── Text passage
Poetry by Jack Marshall
November 1, 1993 • 6 x 9 • 96 pages • 978-1-56689-015-1
Remarkable for language that is both lush and precise, these painterly poems of family, love, loss and memory explore the possibilities for reconciliation in our complicated times. An award-winning poet, Marshall draws on subjects as diverse as his split Arabic/Jewish heritage, his early experience working in a Southern steel mill and a Midwestern canning factory, and his present life in the modern cities of urban America.
About the Author
Born in Brooklyn to Jewish parents who emigrated from Iraq and Syria, Jack Marshall now lives in California. He is the author of the memoir From Baghdad to Brooklyn and several poetry collections that have received the PEN Center USA Award, two Northern California Book Awards, a Guggenheim Fellowship, and a nomination from the National Book Critics Circle.
────
— Written problem A —
Reproduce the passage of the book description starting with "Poetry by Jack" and going on through "of urban America.", word for word.
── Record set
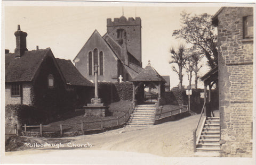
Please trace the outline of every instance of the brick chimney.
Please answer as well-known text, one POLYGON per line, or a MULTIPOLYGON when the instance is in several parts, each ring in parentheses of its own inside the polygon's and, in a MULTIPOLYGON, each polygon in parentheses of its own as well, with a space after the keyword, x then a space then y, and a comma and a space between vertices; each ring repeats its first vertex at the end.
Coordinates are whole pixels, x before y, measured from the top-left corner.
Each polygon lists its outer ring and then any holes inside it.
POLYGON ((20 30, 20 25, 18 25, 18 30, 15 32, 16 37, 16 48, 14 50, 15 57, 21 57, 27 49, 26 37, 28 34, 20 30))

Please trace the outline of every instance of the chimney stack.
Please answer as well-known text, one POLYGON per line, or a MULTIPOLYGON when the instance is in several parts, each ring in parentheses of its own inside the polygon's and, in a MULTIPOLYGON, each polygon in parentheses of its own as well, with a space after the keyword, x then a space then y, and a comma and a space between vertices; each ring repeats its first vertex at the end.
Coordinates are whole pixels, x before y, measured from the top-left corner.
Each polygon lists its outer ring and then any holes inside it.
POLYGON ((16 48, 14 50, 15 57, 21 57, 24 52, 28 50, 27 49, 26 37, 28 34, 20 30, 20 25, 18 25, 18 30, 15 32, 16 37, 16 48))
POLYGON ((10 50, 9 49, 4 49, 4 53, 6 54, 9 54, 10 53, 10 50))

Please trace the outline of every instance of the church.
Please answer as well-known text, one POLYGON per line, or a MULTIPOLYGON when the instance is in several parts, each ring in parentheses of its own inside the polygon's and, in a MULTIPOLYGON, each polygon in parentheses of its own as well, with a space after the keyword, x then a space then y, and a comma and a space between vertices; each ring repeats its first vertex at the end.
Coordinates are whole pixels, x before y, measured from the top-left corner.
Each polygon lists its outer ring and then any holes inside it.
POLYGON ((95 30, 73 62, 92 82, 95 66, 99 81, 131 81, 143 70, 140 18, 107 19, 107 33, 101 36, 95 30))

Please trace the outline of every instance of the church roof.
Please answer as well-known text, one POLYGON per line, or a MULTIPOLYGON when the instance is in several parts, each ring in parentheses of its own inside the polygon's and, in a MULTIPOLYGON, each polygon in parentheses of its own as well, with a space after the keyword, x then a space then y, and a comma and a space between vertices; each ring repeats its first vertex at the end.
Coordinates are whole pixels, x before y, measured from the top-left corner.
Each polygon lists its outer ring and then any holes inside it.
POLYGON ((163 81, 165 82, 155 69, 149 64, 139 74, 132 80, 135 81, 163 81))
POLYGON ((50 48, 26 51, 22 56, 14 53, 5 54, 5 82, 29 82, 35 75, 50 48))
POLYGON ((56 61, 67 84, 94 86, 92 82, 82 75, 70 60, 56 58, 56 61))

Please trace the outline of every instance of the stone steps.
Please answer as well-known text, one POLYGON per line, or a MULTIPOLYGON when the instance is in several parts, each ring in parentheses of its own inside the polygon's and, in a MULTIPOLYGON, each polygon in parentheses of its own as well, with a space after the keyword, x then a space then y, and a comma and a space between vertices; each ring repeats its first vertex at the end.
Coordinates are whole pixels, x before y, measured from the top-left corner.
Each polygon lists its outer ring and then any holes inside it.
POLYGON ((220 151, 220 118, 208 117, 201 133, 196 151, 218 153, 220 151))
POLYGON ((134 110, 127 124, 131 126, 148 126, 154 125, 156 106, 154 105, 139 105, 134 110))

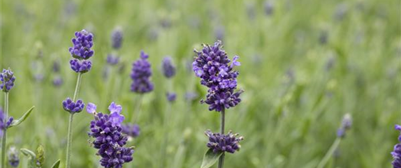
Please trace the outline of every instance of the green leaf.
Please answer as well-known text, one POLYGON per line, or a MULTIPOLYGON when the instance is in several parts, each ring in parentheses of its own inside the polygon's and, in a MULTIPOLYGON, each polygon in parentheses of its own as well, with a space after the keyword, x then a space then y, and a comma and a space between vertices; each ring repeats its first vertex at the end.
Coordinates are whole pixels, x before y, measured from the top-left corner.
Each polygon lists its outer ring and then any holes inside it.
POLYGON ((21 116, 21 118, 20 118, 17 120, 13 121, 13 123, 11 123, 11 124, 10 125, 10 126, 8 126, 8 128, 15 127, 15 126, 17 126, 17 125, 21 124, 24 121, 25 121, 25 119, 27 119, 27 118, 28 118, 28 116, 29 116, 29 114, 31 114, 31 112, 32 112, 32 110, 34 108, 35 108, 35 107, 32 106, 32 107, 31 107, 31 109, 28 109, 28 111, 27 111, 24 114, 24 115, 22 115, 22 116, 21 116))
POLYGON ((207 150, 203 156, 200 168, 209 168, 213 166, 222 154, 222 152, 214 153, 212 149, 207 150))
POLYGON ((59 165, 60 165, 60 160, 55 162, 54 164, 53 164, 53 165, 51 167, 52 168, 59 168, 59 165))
────
— Written problem B —
Collect every line of the entries that contains the string "chimney".

— Full response A —
Poetry by Jack Marshall
November 1, 1993 • 6 x 9 • 96 pages • 978-1-56689-015-1
Remarkable for language that is both lush and precise, these painterly poems of family, love, loss and memory explore the possibilities for reconciliation in our complicated times. An award-winning poet, Marshall draws on subjects as diverse as his split Arabic/Jewish heritage, his early experience working in a Southern steel mill and a Midwestern canning factory, and his present life in the modern cities of urban America.

— Full response B —
Please trace the outline of every instance of the brick chimney.
Please trace the outline of every instance of the chimney stack.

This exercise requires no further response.